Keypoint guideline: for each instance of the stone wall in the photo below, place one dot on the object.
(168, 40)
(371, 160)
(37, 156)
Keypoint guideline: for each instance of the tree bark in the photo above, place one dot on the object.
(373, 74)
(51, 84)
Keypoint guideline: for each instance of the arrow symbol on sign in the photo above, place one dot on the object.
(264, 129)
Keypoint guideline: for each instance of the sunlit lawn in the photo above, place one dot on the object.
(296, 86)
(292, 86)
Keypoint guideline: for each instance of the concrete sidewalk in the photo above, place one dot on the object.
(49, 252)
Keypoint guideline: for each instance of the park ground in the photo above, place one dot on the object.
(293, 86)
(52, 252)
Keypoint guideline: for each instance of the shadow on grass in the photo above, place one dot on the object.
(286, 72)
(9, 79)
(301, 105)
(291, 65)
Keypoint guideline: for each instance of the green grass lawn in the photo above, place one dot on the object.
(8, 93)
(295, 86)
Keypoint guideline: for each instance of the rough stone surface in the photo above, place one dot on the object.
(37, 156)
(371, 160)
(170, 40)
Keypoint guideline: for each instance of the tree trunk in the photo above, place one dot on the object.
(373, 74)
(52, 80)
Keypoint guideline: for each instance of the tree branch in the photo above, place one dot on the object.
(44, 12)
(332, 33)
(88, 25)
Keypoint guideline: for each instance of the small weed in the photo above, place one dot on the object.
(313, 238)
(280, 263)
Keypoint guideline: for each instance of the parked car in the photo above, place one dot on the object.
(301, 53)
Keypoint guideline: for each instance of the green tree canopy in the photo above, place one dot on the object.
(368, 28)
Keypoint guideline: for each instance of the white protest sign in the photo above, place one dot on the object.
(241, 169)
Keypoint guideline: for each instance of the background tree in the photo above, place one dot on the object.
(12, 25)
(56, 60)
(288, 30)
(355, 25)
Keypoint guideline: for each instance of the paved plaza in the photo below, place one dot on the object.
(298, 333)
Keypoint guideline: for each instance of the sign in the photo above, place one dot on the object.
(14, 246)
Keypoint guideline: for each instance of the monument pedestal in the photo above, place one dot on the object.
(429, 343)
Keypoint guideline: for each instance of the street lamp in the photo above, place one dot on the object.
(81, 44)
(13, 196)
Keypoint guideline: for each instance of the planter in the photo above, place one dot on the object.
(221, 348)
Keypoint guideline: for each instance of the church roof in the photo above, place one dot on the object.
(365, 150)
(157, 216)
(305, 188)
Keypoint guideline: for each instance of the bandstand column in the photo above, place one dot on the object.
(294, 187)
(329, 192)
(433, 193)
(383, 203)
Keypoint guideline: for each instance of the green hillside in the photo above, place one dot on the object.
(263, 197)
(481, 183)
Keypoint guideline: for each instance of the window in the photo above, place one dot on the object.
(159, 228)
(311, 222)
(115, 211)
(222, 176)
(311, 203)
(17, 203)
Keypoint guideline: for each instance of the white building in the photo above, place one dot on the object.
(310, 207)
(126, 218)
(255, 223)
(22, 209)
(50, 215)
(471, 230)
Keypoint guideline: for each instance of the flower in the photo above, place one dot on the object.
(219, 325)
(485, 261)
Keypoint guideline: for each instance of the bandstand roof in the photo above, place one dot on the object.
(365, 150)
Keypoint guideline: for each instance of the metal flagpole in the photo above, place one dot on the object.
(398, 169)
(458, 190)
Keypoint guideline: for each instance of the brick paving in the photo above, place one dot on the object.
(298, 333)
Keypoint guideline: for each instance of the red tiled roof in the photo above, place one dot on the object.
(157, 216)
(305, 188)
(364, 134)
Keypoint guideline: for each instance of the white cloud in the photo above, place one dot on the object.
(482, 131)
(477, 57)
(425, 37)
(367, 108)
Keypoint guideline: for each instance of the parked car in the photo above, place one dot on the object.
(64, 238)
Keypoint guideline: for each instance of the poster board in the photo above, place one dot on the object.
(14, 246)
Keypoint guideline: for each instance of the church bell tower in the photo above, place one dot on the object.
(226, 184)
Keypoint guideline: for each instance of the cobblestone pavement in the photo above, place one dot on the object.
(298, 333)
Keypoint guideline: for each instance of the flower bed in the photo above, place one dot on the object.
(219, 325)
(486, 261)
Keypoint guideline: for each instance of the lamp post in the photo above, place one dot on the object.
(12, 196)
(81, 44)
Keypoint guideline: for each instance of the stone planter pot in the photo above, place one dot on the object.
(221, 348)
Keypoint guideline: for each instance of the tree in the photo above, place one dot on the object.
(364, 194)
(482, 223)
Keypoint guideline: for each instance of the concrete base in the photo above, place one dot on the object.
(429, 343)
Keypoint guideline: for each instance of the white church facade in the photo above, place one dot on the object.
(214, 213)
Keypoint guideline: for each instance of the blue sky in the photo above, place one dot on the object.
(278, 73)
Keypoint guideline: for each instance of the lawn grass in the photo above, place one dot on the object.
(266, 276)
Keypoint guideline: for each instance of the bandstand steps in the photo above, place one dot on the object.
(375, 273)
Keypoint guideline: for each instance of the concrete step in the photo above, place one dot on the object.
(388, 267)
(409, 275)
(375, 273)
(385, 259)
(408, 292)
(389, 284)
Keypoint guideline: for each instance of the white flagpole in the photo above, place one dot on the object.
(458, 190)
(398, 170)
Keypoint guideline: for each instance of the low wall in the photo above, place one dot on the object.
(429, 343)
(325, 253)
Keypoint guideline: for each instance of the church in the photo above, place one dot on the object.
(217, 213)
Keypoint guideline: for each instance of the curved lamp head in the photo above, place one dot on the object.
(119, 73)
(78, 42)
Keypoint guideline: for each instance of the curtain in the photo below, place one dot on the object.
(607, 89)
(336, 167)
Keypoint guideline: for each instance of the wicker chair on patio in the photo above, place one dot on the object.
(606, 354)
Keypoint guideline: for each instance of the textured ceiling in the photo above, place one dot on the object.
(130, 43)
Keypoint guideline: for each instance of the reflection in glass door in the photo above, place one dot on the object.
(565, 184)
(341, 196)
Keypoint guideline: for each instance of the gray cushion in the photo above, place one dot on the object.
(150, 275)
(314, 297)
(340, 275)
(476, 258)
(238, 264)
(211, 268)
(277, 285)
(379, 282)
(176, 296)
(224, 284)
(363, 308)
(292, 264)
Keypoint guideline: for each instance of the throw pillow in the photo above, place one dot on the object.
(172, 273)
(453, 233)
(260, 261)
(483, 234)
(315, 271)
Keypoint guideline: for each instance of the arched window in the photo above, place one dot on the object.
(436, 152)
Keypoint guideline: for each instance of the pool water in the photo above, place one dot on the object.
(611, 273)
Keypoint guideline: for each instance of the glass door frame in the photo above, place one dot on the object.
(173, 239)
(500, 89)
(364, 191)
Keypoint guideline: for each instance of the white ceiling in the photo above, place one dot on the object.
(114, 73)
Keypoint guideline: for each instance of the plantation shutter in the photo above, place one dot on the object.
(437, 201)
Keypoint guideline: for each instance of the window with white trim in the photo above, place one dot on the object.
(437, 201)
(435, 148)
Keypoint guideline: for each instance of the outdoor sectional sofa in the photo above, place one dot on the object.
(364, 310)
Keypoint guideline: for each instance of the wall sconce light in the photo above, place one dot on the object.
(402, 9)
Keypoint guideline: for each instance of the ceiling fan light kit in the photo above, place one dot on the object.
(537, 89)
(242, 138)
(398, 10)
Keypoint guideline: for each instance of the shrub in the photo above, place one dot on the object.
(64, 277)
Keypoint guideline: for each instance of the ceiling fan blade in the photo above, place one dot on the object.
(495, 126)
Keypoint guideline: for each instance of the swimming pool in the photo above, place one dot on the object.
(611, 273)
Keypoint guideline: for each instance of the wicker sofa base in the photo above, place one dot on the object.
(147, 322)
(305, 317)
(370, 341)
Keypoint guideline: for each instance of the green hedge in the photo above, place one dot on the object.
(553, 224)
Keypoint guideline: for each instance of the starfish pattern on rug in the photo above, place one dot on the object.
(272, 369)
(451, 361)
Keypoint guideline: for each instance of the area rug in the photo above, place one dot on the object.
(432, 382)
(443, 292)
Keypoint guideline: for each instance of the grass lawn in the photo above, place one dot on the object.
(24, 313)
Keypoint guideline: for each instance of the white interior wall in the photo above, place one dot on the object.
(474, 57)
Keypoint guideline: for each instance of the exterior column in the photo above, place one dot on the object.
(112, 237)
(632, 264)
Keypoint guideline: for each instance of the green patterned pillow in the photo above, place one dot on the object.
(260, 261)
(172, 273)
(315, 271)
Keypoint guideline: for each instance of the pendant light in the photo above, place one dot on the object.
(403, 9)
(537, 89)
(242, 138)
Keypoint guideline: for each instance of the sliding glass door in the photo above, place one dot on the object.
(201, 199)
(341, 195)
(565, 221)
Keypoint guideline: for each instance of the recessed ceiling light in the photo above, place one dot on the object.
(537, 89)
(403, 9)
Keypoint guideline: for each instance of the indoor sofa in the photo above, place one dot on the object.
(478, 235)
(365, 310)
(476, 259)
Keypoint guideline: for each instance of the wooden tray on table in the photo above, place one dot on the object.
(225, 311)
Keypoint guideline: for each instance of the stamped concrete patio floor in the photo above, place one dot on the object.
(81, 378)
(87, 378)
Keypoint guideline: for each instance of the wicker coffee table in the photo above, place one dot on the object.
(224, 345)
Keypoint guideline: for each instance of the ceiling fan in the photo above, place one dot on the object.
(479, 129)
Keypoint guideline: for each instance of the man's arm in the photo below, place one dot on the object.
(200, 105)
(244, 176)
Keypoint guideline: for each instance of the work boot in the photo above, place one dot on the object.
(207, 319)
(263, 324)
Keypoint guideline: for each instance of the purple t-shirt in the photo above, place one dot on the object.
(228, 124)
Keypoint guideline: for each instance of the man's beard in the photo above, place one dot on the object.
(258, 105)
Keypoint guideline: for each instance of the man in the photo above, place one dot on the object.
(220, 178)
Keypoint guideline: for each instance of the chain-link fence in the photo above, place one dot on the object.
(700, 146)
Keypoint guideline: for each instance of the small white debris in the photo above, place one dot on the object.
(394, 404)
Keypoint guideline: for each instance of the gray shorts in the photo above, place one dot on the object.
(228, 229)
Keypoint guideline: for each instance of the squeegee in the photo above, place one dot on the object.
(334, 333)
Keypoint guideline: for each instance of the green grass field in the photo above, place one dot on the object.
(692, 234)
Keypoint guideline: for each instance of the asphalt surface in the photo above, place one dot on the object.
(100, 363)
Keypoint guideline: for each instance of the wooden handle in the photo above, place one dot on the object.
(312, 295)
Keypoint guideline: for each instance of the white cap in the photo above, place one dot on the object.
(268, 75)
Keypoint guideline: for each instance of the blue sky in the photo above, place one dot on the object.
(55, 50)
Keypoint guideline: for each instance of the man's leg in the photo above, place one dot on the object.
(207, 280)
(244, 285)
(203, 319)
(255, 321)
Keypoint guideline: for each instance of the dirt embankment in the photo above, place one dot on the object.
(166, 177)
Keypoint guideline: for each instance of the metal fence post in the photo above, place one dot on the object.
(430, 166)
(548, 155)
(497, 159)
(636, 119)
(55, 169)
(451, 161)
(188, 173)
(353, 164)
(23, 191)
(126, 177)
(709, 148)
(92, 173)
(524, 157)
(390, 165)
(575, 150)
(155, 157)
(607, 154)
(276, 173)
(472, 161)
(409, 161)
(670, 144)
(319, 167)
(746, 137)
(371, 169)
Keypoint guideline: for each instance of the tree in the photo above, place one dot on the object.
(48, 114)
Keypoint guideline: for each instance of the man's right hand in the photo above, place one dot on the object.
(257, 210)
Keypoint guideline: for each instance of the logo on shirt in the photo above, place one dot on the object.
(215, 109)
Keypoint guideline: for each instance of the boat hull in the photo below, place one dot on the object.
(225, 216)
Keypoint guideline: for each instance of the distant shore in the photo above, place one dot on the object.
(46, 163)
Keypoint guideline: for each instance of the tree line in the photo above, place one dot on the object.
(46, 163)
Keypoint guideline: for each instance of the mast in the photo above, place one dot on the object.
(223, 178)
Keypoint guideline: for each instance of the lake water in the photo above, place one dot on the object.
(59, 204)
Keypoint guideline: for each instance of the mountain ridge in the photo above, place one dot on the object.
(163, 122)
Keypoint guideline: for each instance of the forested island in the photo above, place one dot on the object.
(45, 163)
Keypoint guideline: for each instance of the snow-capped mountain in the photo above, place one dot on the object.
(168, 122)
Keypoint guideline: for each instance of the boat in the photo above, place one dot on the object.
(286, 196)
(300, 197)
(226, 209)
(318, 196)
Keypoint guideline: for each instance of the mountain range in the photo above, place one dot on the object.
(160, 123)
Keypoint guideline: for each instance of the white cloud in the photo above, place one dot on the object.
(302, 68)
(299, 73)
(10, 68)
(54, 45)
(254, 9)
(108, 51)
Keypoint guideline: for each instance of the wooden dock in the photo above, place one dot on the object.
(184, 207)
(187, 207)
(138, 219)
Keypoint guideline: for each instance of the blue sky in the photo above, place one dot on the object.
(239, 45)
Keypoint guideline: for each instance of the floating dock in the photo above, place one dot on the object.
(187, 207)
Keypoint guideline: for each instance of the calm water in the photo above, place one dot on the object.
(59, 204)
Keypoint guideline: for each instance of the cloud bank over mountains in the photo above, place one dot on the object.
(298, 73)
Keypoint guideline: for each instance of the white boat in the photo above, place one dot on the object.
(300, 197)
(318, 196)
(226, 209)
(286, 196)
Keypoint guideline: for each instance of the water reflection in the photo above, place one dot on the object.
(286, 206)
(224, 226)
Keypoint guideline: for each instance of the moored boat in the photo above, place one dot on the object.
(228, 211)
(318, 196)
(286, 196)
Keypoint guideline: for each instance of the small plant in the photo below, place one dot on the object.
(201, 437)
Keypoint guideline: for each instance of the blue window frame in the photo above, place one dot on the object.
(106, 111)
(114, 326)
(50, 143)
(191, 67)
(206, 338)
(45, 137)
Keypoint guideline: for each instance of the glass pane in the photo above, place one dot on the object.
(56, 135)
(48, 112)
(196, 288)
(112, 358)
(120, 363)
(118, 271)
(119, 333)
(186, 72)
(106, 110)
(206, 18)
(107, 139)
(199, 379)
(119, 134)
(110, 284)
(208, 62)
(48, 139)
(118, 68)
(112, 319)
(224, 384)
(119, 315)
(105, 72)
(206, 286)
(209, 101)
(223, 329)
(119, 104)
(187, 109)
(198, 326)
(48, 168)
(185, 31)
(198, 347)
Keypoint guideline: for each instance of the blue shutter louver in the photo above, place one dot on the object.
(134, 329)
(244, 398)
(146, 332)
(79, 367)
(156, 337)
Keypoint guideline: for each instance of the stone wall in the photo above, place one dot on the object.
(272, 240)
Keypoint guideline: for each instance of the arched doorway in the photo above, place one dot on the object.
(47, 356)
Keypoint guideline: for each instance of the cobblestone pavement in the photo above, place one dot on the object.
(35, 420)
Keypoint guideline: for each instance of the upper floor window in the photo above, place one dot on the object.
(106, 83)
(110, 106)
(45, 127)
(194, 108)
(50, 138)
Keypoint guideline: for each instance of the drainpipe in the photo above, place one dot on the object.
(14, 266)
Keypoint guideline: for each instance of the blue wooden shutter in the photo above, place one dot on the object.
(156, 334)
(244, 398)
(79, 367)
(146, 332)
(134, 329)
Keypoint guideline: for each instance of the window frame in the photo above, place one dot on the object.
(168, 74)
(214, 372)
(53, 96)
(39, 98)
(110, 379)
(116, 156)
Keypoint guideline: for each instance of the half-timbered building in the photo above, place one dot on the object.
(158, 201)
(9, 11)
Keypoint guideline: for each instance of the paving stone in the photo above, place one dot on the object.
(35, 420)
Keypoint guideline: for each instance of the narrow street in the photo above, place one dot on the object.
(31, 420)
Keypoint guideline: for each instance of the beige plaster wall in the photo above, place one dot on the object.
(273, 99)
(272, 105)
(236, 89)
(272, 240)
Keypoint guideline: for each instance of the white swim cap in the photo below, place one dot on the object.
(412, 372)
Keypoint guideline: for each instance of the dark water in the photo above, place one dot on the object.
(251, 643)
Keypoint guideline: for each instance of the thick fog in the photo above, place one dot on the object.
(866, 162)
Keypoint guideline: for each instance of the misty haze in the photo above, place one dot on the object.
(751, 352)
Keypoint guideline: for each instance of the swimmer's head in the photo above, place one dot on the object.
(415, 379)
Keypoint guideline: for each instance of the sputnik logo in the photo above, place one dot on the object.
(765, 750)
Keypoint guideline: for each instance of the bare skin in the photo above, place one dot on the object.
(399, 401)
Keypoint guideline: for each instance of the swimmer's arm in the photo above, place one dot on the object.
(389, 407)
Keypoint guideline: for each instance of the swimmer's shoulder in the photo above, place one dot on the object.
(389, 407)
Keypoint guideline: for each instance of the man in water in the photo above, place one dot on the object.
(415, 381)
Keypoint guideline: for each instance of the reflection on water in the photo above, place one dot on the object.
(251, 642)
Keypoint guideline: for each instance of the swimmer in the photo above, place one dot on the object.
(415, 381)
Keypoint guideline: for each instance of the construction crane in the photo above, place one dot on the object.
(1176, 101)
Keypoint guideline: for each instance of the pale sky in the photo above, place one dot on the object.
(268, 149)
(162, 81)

STATED GOAL:
Everything from the line that contains "Keypoint guideline: for each instance of the thick" through the end of the records must be duplicated exactly, and nothing outside that range.

RESPONSE FOR THIS EXERCISE:
Keypoint guideline: for each instance of the thick fog in the photo above, place one dot on the object.
(866, 162)
Keypoint guideline: for each instance of the misty haze in the photo above, place one dot on the object.
(751, 352)
Keypoint guideline: for each instance of the swimmer's head in the photo above, place one dot on the object.
(415, 379)
Keypoint guideline: for each instance of the sputnik logo in the photo above, place one dot on the object.
(765, 750)
Keypoint guideline: for each instance of the bare skin in the photo above, place one dot on the object.
(399, 401)
Keypoint guideline: for each instance of the swimmer's arm in the photo above, place one dot on the object.
(389, 407)
Keypoint guideline: for each instance of the swimmer's shoulder in the photo above, place one dot on the object.
(389, 407)
Keypoint guideline: for each instance of the man in water in the photo above, place one dot on the object.
(415, 381)
Keypoint guideline: for each instance of the reflection on water in the photo above, place one dot on the object.
(251, 642)
Keypoint guideline: for each instance of the swimmer in the photo above, place one dot on the object.
(415, 381)
Keypoint guideline: for each instance of the construction crane in the photo above, place one dot on the object.
(1176, 101)
Keypoint guideline: for each instance of the pale sky in the photo above, place one dot on the object.
(268, 149)
(162, 81)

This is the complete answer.